PROMPT: Rewrite everything from the line containing "Phrase: cab window" down to the end of the rows, swapping "cloudy sky" for "overcast sky" and leaving everything else unchanged.

GIVEN INFORMATION:
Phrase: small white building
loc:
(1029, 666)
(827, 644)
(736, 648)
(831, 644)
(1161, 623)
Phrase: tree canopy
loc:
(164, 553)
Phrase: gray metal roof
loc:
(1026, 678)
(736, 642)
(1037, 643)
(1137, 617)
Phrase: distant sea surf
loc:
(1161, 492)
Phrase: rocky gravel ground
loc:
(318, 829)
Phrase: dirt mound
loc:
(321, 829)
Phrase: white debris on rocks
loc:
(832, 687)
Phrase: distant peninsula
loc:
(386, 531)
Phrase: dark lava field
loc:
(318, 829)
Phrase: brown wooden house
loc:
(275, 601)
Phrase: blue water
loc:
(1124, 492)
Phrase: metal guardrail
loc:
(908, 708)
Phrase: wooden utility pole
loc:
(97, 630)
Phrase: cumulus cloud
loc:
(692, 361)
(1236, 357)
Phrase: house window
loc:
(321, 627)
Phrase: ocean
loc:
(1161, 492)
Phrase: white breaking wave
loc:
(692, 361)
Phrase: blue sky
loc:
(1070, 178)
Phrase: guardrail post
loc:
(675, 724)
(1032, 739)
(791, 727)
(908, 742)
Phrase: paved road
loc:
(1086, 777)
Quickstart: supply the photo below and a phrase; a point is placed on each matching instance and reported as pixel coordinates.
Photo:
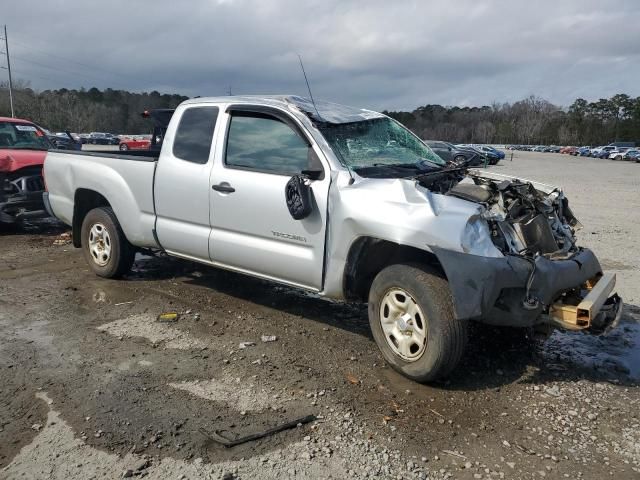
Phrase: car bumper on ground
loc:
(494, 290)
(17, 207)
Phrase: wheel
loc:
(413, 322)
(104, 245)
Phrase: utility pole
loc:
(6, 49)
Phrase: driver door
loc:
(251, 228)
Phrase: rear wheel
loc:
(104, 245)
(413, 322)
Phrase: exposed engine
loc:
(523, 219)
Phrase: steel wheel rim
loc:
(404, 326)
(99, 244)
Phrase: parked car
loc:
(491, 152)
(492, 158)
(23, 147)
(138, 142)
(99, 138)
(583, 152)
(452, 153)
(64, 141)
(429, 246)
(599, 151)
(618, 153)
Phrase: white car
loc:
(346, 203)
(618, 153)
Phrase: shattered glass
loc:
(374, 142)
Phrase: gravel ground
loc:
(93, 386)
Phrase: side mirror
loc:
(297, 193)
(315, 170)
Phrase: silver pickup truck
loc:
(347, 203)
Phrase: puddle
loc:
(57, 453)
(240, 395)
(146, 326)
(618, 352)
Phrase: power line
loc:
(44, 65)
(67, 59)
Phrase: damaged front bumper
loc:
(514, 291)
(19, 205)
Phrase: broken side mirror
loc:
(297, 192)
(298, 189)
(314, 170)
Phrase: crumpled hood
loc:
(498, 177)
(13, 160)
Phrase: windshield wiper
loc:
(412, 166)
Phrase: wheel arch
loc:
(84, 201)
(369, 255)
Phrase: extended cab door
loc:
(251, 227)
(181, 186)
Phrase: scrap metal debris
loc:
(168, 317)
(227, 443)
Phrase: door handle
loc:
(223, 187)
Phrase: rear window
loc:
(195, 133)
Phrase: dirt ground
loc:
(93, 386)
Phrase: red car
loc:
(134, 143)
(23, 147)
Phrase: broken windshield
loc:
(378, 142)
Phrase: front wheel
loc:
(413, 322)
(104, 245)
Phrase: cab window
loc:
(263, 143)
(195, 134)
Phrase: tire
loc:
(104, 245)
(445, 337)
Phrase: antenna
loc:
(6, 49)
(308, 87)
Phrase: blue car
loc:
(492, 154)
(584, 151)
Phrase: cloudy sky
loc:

CORRECT OUTPUT:
Phrase: cab window
loc:
(263, 143)
(195, 134)
Phrase: tire
loc:
(104, 245)
(445, 337)
Phrase: antenna
loc:
(6, 49)
(308, 87)
Phrase: blue car
loc:
(492, 154)
(584, 151)
Phrase: overcast sky
loc:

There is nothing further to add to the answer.